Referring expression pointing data

----

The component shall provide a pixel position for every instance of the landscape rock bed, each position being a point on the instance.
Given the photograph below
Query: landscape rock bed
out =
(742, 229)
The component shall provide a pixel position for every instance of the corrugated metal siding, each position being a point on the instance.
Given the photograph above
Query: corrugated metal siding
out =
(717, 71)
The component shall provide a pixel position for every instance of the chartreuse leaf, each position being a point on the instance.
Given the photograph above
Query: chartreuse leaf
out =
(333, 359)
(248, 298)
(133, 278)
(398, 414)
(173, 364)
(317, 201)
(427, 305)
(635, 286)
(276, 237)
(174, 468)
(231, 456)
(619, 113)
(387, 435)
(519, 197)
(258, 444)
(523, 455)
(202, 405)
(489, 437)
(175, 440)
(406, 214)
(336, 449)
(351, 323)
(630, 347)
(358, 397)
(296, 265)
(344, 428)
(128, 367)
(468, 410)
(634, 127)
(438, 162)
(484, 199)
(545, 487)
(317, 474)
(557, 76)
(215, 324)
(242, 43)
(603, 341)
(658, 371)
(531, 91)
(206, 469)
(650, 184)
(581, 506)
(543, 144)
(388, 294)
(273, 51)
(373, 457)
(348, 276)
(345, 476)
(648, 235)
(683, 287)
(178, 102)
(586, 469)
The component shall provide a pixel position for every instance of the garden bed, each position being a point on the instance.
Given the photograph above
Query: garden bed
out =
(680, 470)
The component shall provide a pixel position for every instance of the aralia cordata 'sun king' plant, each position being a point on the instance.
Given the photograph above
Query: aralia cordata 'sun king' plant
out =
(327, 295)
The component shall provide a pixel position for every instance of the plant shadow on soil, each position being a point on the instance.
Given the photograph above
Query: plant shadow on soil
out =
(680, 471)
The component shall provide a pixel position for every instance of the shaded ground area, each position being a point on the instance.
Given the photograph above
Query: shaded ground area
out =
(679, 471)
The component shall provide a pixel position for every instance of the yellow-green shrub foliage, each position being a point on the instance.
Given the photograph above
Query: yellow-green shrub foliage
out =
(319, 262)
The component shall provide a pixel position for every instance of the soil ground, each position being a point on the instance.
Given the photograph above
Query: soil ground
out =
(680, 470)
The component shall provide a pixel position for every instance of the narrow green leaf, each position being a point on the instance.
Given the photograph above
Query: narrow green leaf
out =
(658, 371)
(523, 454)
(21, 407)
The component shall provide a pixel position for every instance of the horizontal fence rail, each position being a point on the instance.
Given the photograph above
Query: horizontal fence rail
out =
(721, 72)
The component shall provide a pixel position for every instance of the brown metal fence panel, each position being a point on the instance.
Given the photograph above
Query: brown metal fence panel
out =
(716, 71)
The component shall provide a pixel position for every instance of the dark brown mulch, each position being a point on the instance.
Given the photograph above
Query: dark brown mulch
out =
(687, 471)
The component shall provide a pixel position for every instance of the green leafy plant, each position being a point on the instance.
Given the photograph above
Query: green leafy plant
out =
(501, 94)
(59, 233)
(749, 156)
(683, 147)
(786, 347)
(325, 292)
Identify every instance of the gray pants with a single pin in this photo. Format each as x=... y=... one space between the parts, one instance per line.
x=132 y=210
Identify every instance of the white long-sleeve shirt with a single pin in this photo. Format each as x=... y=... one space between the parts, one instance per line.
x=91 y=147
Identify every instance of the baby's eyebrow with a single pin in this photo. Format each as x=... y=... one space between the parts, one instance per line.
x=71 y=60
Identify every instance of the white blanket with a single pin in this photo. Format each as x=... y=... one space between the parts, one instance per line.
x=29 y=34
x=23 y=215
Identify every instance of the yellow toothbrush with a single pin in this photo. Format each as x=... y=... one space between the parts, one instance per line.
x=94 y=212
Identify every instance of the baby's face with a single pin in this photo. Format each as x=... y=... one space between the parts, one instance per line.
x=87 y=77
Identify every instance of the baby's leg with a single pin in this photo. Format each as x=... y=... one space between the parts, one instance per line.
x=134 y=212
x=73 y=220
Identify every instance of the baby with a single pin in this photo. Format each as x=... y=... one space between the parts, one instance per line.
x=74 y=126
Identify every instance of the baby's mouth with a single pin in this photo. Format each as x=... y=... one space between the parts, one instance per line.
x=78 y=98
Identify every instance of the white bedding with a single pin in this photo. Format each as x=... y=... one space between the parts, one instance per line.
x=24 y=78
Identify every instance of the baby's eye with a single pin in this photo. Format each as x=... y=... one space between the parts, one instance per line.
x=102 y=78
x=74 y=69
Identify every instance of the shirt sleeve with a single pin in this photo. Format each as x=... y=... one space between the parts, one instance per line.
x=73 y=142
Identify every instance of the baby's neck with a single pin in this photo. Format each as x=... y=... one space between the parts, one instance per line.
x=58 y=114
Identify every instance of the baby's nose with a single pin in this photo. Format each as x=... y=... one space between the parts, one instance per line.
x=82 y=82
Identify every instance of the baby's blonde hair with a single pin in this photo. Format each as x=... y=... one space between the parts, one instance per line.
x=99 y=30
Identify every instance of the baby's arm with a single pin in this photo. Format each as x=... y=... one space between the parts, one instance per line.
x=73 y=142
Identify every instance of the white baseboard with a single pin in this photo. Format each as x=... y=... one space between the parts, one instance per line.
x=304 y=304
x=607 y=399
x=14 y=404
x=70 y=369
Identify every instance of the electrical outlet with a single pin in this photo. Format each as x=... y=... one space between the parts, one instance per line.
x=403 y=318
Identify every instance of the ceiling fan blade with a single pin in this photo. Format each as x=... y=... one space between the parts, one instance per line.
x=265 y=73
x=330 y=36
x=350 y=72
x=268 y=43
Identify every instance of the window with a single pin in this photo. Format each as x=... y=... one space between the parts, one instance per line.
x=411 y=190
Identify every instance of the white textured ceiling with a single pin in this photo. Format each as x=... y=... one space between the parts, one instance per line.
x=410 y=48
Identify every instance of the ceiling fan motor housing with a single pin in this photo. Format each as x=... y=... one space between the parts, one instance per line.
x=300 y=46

----

**The problem**
Find the lines above with the word "garden". Copy them out.

**Response to the task**
The component shall provide a pixel position for every instance of the garden bed, each position being a point on the instance.
Query: garden bed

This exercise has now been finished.